• Exercise requirements: Only the lines from the one containing "Could you please spot the red-brown" through the end of the material are to be echoed, each exactly as it appears.

## Start Input records

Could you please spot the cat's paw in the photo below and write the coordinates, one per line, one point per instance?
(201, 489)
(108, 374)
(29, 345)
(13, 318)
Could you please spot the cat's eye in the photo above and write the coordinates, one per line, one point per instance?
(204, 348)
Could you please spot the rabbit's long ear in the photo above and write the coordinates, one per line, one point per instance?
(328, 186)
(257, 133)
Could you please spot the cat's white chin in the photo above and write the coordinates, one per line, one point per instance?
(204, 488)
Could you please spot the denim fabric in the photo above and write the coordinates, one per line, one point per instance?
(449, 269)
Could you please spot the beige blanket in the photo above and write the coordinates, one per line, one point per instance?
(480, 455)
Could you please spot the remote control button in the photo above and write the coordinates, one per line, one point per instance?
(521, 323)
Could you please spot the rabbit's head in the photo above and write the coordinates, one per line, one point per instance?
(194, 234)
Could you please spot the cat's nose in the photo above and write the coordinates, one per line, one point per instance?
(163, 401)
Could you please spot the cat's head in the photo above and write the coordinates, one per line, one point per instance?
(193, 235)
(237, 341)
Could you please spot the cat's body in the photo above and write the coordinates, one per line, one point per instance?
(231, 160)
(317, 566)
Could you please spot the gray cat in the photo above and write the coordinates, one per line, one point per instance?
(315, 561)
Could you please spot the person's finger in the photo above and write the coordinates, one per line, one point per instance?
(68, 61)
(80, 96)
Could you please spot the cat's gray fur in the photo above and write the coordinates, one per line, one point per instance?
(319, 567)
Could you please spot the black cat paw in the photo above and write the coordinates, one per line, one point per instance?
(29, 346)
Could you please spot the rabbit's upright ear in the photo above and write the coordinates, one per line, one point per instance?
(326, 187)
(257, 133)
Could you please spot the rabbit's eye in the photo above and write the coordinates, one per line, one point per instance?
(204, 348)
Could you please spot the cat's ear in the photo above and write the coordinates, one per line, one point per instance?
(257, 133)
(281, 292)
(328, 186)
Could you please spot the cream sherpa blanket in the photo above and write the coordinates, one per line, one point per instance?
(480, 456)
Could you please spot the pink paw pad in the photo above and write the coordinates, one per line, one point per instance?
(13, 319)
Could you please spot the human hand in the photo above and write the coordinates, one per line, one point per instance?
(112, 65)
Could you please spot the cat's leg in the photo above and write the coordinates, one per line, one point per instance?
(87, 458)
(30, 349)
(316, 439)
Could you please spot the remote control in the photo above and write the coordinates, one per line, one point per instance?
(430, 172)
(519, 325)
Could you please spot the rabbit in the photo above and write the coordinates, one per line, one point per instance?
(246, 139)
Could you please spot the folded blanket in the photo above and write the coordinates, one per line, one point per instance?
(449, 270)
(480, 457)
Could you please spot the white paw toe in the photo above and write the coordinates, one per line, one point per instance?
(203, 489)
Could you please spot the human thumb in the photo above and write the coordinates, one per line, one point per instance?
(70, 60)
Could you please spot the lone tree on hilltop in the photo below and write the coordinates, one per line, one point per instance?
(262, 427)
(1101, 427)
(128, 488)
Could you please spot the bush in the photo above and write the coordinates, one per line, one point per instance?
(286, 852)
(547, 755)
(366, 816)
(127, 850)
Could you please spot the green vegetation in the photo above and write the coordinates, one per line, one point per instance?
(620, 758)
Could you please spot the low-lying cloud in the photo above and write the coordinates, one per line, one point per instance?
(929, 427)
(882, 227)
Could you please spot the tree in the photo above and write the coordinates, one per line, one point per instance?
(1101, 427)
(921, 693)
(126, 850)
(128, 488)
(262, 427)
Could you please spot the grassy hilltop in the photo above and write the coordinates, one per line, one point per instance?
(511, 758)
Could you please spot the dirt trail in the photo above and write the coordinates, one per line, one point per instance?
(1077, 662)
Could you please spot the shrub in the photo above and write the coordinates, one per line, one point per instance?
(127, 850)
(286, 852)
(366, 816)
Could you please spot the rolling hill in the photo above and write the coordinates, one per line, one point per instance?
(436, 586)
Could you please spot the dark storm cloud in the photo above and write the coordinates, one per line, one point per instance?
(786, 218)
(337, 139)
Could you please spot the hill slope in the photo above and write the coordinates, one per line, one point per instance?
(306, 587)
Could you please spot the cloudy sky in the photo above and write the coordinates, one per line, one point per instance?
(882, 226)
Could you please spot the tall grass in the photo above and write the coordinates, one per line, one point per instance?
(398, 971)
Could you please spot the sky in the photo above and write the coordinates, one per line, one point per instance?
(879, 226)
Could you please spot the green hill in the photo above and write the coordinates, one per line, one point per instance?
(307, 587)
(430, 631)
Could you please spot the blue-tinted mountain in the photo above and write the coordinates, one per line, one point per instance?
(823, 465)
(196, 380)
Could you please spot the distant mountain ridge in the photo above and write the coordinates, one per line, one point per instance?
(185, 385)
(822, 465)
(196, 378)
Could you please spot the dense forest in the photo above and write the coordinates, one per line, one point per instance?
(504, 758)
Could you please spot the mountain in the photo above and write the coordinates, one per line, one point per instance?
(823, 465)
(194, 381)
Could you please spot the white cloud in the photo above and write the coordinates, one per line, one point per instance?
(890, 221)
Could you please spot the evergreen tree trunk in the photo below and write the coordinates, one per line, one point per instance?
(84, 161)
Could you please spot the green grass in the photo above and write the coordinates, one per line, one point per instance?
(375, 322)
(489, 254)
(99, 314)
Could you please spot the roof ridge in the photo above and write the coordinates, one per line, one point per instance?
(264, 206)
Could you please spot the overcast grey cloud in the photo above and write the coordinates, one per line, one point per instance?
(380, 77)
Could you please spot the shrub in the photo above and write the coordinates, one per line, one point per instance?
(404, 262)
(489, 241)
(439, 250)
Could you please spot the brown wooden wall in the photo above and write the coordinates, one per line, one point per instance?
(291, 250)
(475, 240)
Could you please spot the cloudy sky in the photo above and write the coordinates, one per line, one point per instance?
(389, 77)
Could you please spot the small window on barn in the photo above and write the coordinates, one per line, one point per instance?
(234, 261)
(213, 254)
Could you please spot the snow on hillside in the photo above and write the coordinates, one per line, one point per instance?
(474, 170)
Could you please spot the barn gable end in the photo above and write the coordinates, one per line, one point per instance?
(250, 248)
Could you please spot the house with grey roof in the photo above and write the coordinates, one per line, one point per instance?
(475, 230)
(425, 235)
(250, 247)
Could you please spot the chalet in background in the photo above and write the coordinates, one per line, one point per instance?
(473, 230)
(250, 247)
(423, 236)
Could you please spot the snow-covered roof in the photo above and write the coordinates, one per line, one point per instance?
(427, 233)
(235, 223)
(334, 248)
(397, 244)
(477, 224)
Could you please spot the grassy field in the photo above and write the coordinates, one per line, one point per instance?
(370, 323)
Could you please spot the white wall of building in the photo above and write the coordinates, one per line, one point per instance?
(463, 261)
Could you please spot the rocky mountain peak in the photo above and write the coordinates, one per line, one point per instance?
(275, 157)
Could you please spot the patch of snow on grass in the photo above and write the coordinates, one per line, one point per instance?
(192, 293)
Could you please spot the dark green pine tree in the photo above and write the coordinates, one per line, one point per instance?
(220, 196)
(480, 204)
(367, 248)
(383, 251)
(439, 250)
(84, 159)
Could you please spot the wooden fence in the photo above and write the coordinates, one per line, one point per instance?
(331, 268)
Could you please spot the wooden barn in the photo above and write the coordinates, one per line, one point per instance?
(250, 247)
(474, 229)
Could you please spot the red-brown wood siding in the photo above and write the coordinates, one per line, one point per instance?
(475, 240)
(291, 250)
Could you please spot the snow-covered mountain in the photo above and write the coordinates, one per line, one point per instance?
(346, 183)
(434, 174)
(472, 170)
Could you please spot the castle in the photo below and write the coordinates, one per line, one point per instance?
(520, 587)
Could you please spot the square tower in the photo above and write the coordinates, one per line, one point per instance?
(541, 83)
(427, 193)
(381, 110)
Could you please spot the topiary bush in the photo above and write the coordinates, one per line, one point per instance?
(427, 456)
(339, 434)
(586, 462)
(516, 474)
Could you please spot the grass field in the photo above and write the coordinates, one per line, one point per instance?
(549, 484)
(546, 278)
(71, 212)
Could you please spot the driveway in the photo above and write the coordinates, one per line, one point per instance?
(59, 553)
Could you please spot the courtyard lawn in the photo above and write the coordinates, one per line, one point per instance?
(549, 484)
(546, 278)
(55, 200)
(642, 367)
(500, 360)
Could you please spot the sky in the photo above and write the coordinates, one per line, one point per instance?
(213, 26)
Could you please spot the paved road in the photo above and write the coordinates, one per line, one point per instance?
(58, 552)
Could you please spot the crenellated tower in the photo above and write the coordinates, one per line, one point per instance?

## End Input records

• Written reply:
Could you please spot the red-brown wood siding in the photo above and write the coordinates, one per line, one point per instance?
(475, 240)
(291, 250)
Could you please spot the snow-covered mountain in the photo above and write the coordinates, one per line, one point per instance?
(346, 183)
(434, 174)
(472, 170)
Could you please spot the castle in the photo below and write the coordinates, one per line, one point per instance?
(520, 587)
Could you please spot the square tower in the photo above and write the coordinates, one per line, one point per instance?
(541, 83)
(427, 193)
(381, 110)
Could you please spot the topiary bush in the photo above and write the coordinates, one per line, one point per instance?
(427, 456)
(339, 434)
(586, 462)
(516, 474)
Could you please spot the grass field in the photo above and write the coordinates, one per line, one point per instance?
(549, 484)
(546, 278)
(71, 212)
Could you please spot the driveway in the photo above and write the coordinates, one per line, one point per instance?
(59, 553)
Could you please spot the courtyard lawn in the photo above and write the coordinates, one per line, one point per instance?
(549, 484)
(546, 278)
(55, 200)
(642, 367)
(500, 360)
Could you please spot the sky in the photo above and write the coordinates, one per line, one point per instance?
(213, 26)
Could you please spot the paved road in the photo above and write the coordinates, one per line, one point per instance?
(58, 552)
Could you please spot the crenellated tower in the photo above and write the coordinates, one per line, one point per instance?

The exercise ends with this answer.